### PROMPT
Rewrite the data below, changing every "pixel coordinates" to "image coordinates" and leaving the rest untouched.
Start of EXTRACTED ENTRIES
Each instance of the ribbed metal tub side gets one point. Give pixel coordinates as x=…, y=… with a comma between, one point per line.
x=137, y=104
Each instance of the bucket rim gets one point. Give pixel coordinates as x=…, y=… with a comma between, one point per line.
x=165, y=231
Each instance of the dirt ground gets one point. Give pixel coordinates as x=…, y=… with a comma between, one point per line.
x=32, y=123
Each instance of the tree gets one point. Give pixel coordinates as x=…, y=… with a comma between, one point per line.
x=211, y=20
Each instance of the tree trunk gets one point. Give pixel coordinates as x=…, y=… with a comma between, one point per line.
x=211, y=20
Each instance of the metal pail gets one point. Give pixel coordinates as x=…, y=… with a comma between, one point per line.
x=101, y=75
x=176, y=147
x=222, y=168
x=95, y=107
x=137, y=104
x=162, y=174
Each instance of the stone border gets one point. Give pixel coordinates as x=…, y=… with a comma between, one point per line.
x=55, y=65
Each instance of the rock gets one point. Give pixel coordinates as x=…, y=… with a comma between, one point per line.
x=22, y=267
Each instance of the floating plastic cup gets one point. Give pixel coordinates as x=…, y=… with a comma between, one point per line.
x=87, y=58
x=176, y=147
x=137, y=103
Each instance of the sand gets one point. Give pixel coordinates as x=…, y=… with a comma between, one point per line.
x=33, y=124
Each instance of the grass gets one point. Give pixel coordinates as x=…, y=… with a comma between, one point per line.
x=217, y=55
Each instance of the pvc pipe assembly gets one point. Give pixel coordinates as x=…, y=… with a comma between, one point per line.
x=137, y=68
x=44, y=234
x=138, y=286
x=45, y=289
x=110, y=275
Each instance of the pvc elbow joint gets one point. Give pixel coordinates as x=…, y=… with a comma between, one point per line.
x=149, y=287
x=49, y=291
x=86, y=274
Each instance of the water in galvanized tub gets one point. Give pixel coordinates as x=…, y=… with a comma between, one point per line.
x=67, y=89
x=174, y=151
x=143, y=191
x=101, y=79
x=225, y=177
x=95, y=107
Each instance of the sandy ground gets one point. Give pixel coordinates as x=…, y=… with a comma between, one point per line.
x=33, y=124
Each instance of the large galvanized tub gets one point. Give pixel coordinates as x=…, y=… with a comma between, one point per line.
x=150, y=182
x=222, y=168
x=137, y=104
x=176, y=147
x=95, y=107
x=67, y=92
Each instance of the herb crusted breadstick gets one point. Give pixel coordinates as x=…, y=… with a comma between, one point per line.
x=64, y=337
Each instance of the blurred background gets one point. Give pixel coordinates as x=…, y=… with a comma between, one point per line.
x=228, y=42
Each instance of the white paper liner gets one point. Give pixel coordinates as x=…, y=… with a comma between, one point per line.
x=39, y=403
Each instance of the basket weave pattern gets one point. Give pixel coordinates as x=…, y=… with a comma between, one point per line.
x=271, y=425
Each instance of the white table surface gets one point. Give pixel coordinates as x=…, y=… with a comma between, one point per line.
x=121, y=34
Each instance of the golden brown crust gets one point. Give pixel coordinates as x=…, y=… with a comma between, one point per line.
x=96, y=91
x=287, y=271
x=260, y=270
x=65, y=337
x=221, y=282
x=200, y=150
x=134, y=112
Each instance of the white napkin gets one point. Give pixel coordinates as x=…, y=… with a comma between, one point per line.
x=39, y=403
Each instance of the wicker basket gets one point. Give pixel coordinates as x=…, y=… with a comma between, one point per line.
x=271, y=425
End of EXTRACTED ENTRIES
### WRITTEN ANSWER
Each instance of the ribbed metal tub side gets one point. Give image coordinates as x=…, y=… with a comma between, one point per line.
x=137, y=104
Each instance of the bucket rim gets one point. Give image coordinates as x=…, y=… with a comma between, one point per line.
x=165, y=231
Each instance of the dirt ground gets one point. Give image coordinates as x=…, y=… with a comma between, one point per line.
x=32, y=123
Each instance of the tree gets one point. Give image coordinates as x=…, y=… with a comma between, one point per line.
x=211, y=20
Each instance of the tree trunk gets one point. Give image coordinates as x=…, y=… with a comma between, one point per line.
x=211, y=20
Each instance of the metal pail gets one point. Give image coordinates as x=…, y=… with a comma between, one point per line.
x=101, y=75
x=176, y=147
x=222, y=168
x=95, y=107
x=137, y=104
x=162, y=174
Each instance of the stone border gets one point. Give image coordinates as x=…, y=… with a comma between, one point per line.
x=55, y=65
Each instance of the rock gets one point. Give image coordinates as x=…, y=… with a comma between, one point per line.
x=22, y=267
Each instance of the floating plastic cup gets one point. Give image coordinates as x=…, y=… with a comma between, one point per line.
x=87, y=58
x=176, y=147
x=137, y=103
Each instance of the sand gets one point. Give image coordinates as x=…, y=… with a comma between, one point per line.
x=33, y=124
Each instance of the grass gets one point. Give image coordinates as x=…, y=… with a comma between, one point per line.
x=217, y=55
Each instance of the pvc pipe assembly gets one point. Give image coordinates as x=…, y=… with a comma between, one point per line.
x=137, y=68
x=44, y=234
x=138, y=286
x=45, y=289
x=110, y=275
Each instance of the pvc elbow joint gets one point. Give image coordinates as x=…, y=… with a comma between, one point per line.
x=149, y=287
x=49, y=291
x=86, y=274
Each instance of the water in galvanized tub gets one point. Give image coordinates as x=…, y=… with a comma between, one point per line.
x=67, y=89
x=174, y=151
x=143, y=191
x=101, y=79
x=225, y=177
x=95, y=107
Each instance of the sandy ground gets one point. Give image coordinates as x=…, y=… with a comma between, one point per line.
x=33, y=124
Each instance of the large galvanized tub gets one point. Give image coordinates as x=…, y=… with a comma between, one point per line.
x=150, y=182
x=222, y=168
x=137, y=104
x=176, y=147
x=95, y=107
x=67, y=92
Each instance of the herb crusted breadstick gets one point. Give image coordinates as x=…, y=… with a comma between, one point per line.
x=64, y=337
Each instance of the blurred background gets one point. Give image coordinates as x=…, y=… with a comma between, one point per line.
x=228, y=42
Each instance of the white paper liner gets one point. Give image coordinates as x=…, y=… with a comma between, one point per line.
x=39, y=403
Each instance of the basket weave pattern gets one point. Give image coordinates as x=…, y=… with a comma between, one point per line.
x=271, y=425
Each instance of the white table surface gets one point. Give image coordinates as x=…, y=… with a comma between, one point per line.
x=121, y=34
Each instance of the golden brown crust gets one point. Give image coordinates as x=…, y=… with a comma between, one point per line.
x=96, y=91
x=287, y=271
x=260, y=270
x=65, y=337
x=221, y=282
x=200, y=150
x=134, y=112
Each instance of the white napkin gets one point. Give image coordinates as x=…, y=… with a comma between, one point per line.
x=39, y=403
Each instance of the wicker basket gets one point. Give image coordinates as x=…, y=… with a comma between, one point per line.
x=271, y=425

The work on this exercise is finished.